> [Task 1]: Can you summarize the commentary on pandemic loans in two sentences?
> [Task 2]:
Can you answer these questions on the commentary on pandemic loans?
(a) On what date did the two Financial Times articles appear?
(b) According to Rana Foroohar, why would many SMEs be unable to survive additional debt?
(c) Which governments does the commentary say should heed this advice now?

> [Extract to read]:
◇ ◇ ◇ ◇ ◇ ◇ ◇
Earlier this week FinnishNews pointed out that giving SME’s new loans is like guaranteeing almost certain death for these companies, while the banks luxuriate with high margins and a government guarantees protecting them against credit losses.
Any handouts to the big companies and banks should be accompanied by shares in the companies and banks. Taxpayers should be able tom see some upside and not just take the losses…
The FT’s two best writers make the same points on 22.03.2020 – since there is a paywall the following summarizes the two articles:
Rana Foroohar says that governments should be giving grants, not loans because many SME’s run tight margins and would not be able to survive any additional debt burden. Governments should also consider taking equity stakes in big companies and banks in return for handouts emphasising that we could “socialise not just the losses but also the gains.”
At the country level, Wolfgang Münchau also warned that most of the money are loans, not grants and solvency deteriorates if when companies borrow while profits fall.
This advice should be heeded now by the Nordic governments.
At the national level he also points out this was Italy’s problem after the eurozone crisis when austerity left the economy in a weaker position to pay down debt. That would leave Italy like Greece “trapped in a vicious cycle”.
Helping Italy with handouts is a whole other question. Then have not done enough to sort out their banking system and corruption at the regional level is pandemic. These questions are difficult to resolve, especially when big member states have chosen to not push for reforms in these weaker countries and now expect the smaller well-managed countries to come with emergency money!
◇ ◇ ◇ ◇ ◇ ◇ ◇
> [Dataset section]:

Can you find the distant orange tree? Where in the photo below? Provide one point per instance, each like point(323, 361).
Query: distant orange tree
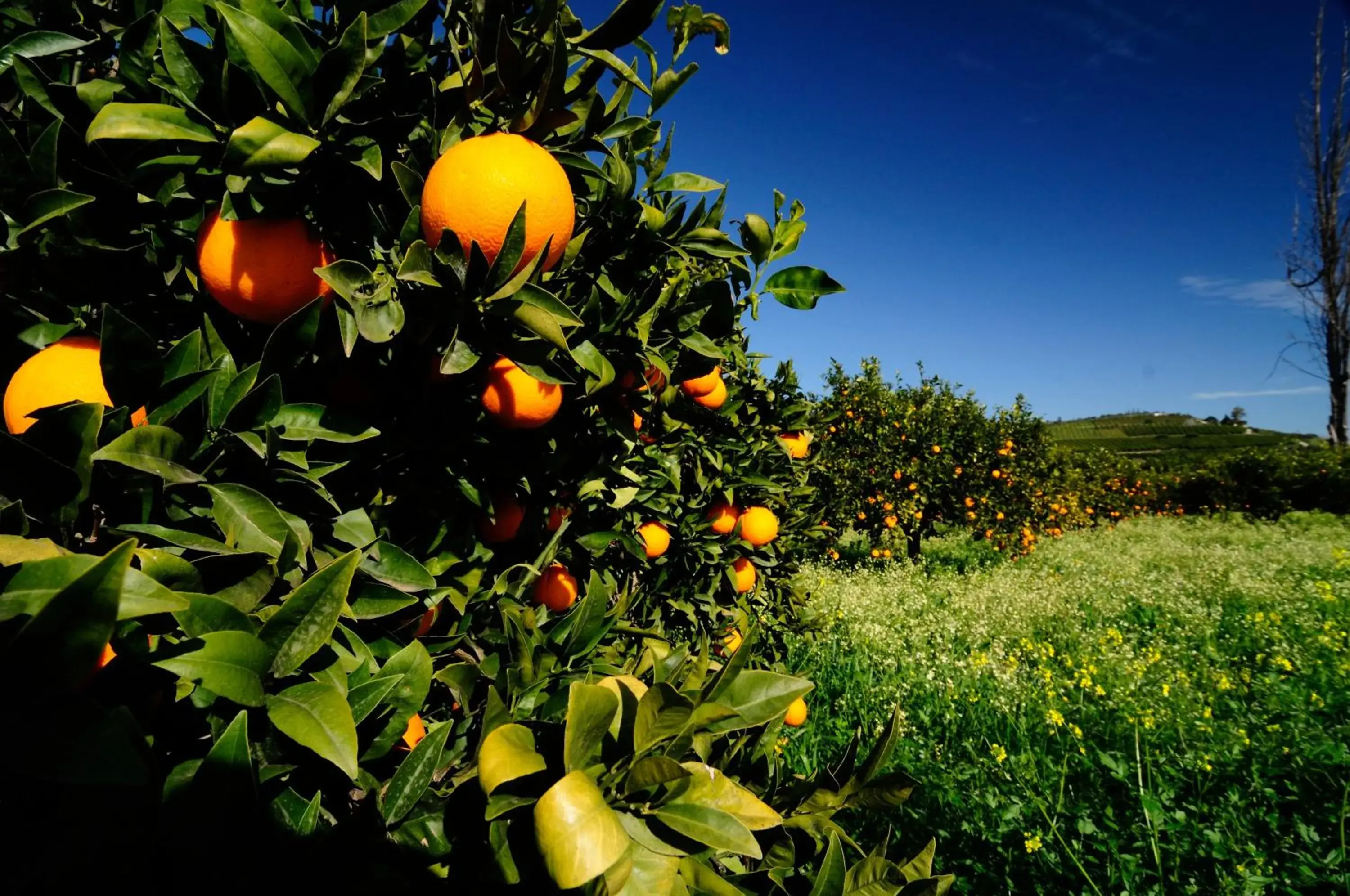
point(898, 463)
◇ ◇ ◇ ◇ ◇ ◇ ◇
> [Answer box 1]: The commentary on pandemic loans argues that new loans could all but doom small and medium-sized companies while banks enjoy high margins and government guarantees, and that any handouts to big companies and banks should come with shares so taxpayers see some upside. Citing two Financial Times writers who favor grants over loans and equity stakes in return for handouts, it urges the Nordic governments to heed that advice and calls helping Italy with handouts a whole other question.

> [Answer box 2]:
(a) 22.03.2020
(b) Because they run tight margins.
(c) The Nordic governments.